• Consigne 1:
Peux-tu renommer « maskcut » en « segmasque » dans tout le listing ci-dessous, sans rien modifier d'autre, puis le recopier en entier en laissant l'image de côté ?

• Texte fourni:

"""

Le ministre a donné à 3 000 fraudeurs potentiels trois mois pour se régulariser. Une traque fiscale qui sent l’amnistie.
Johnny reviens ! Ce titre chanté dans les années 60 par Johnny Hallyday, aka le plus célèbre exilé fiscal de France, pourrait sonner (avec un peu d’humour) comme le nouvel hymne de Bercy. L’histoire ne dit pas encore si le chanteur, grand ami de Sarko, figure sur la liste des trois mille titulaires de comptes en Suisse que détiendrait le ministère des Finances et dont “une partie correspond très probablement à de l’évasion fiscale”, pour une somme d’environ trois milliards d’euros. Bien malgré eux, “les 3 000” incarnent l’activisme du gouvernement et de l’Elysée contre les tricheurs et mauvais payeurs. C’est Eric Woerth qui revêt le costume de redresseur de torts. Le ministre du Budget – d’ouverture – nous avait plus habitués à être le faire-valoir de la politique de diminution de postes de la fonction publique que le héraut de la justice sociale. Sujet aujourd’hui ultrasensible. En effet, il ne faudrait pas que les Français aient le sentiment que le gouvernement favorise les riches au moment où le chômage n’en finit plus de grimper. Fin août, devant les banquiers, Sarkozy aurait tenu ces propos : “C’est une crise qui fait souffrir et il faut que les gens aient le sentiment qu’on fait attention à cette question de justice et d’équité.”
Eric Woerth se lance donc, le 31 août, dans les colonnes du Journal du dimanche : les détenteurs des comptes ont jusqu’au 31 décembre 2009 pour se signaler à une cellule de régularisation afin de régler leurs dettes et intérêts. S’ils obtempèrent, ils seront exemptés de poursuites judiciaires. Passé cette date : contrôle fiscal. “Dans toute sa rigueur”, menace le ministre.
“Amnistie déguisée”, se sont immédiatement indignés Martine Aubry et l’ancien ministre socialiste de l’Economie Michel Sapin. L’absence de poursuite pénale “est le point de ressemblance avec une amnistie fiscale”, convient Vincent Drezet, secrétaire général du Syndicat national unifié des impôts (Snui). “Dans les 3 000, il doit y avoir des fraudeurs qui ont mis sciemment en place un système pour contrer le fisc. Ce sont des délinquants, voire de grands délinquants”, dénonce Michel Sapin.

"""

• Données fournies:
"""

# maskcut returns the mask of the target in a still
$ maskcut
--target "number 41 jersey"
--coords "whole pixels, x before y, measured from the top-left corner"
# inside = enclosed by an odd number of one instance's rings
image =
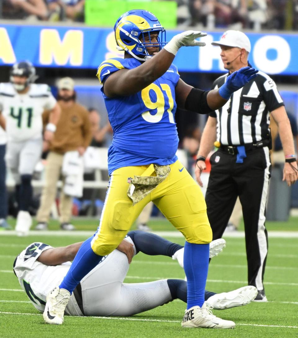
[[[11,83],[0,83],[0,111],[6,120],[8,141],[41,138],[42,114],[56,103],[47,84],[31,83],[27,93],[20,94]]]
[[[97,76],[104,86],[113,73],[141,64],[133,58],[109,59],[99,66]],[[179,77],[171,65],[163,75],[135,94],[111,98],[101,88],[114,132],[108,152],[109,174],[123,167],[165,165],[176,161],[175,87]]]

"""

• Consigne 2:
Peux-tu prolonger l'article sur la régularisation des comptes en Suisse après sa dernière phrase ?

• Réponse 1:
# segmasque returns the mask of the target in a still
$ segmasque
--target "number 41 jersey"
--coords "whole pixels, x before y, measured from the top-left corner"
# inside = enclosed by an odd number of one instance's rings
image =
[[[11,83],[0,83],[0,111],[6,120],[8,141],[41,138],[42,114],[56,103],[47,84],[31,83],[27,93],[20,94]]]
[[[97,76],[104,86],[113,73],[141,64],[133,58],[109,59],[99,66]],[[179,77],[171,65],[163,75],[135,94],[111,98],[101,88],[114,132],[108,152],[109,174],[123,167],[165,165],[176,161],[175,87]]]

• Réponse 2:
Le mystère plane sur l’identité des fraudeurs et des banques incriminés. Le risque serait que le dispositif du gouvernement soit une manière pour les pros de la fraude de se refaire une virginité. De plus, cela ne concernerait que des particuliers, or les sociétés et les entreprises constituent le gros gibier de l’évasion fiscale.
Schémas ultrasophistiqués, trusts, sociétés-écrans : la chasse est d’une tout autre facture que celle d’un Florent Pagny. Officiellement, 40 milliards d’euros d’avoirs provenant de France seraient placés dans les banques suisses. Officieusement dix fois plus, selon le sociologue Jean Ziegler (La Suisse lave plus blanc, Seuil). Selon l’OCDE, 4900 milliards d’euros seraient placés sur des comptes offshore dans le monde. Selon John Christensen, directeur de Tax Justice Network, mille milliards de dollars par an s’envolent des pays en développement vers les paradis fiscaux. Presque quatre cents milliards des pays pauvres vers la Suisse.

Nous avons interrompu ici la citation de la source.